Is it possible to change the 'colormap' scale in Matlab? - matlab

I have 2 matrices. Matrix A contains values between 0 and 1 and matrix B contains values between 0 and 90. I would like to display an image with a different color for the numbers in each matrix.
When I use the colormap function with:
figure; colormap(jet); imshow(A);
The image displayed has several levels of gray, when I am supposed to have several colors (because I am using jet).
When I use the colormap function with:
figure; colormap(jet); imshow(B);
The image displayed is completely white, probably because my values are higher than 64 (which is the max of jet).
How can I solve these two problems? I read a lot of tutorials in several forums but I can't find the answer...
Thank you very much for answering my problem!

Just normalize the matrix by its max value if the values are more than 1. So for your B matrix try:
imshow(B/max(B(:)))

You can specify the colormap scaling and the number of actual colors within the colormap like so:
figure; imshow( A, [0 1], 'Colormap', jet(100) );
figure; imshow( B, [0 100], 'Colormap', jet(100) );
The jet(100) indicates 100 unique colors within the colormap to be used.

You are using the wrong function for the task in hand.

**Provided data:**

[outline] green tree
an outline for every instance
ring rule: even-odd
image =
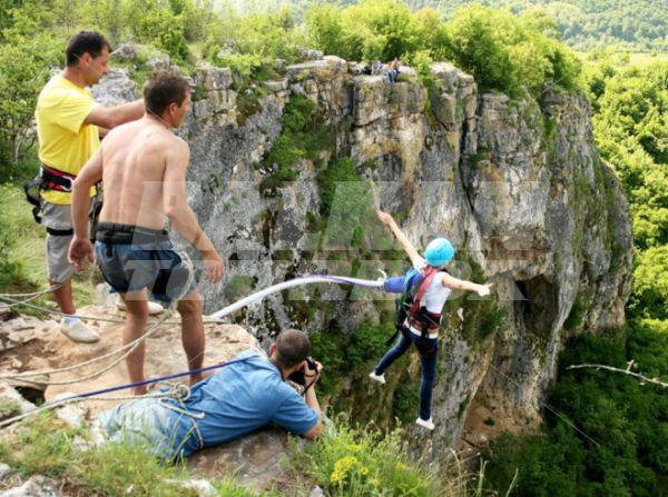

**Given problem:** Please answer from the Matlab colormap discussion: what does jet(100) indicate?

**Correct output:** It indicates 100 unique colors within the colormap to be used.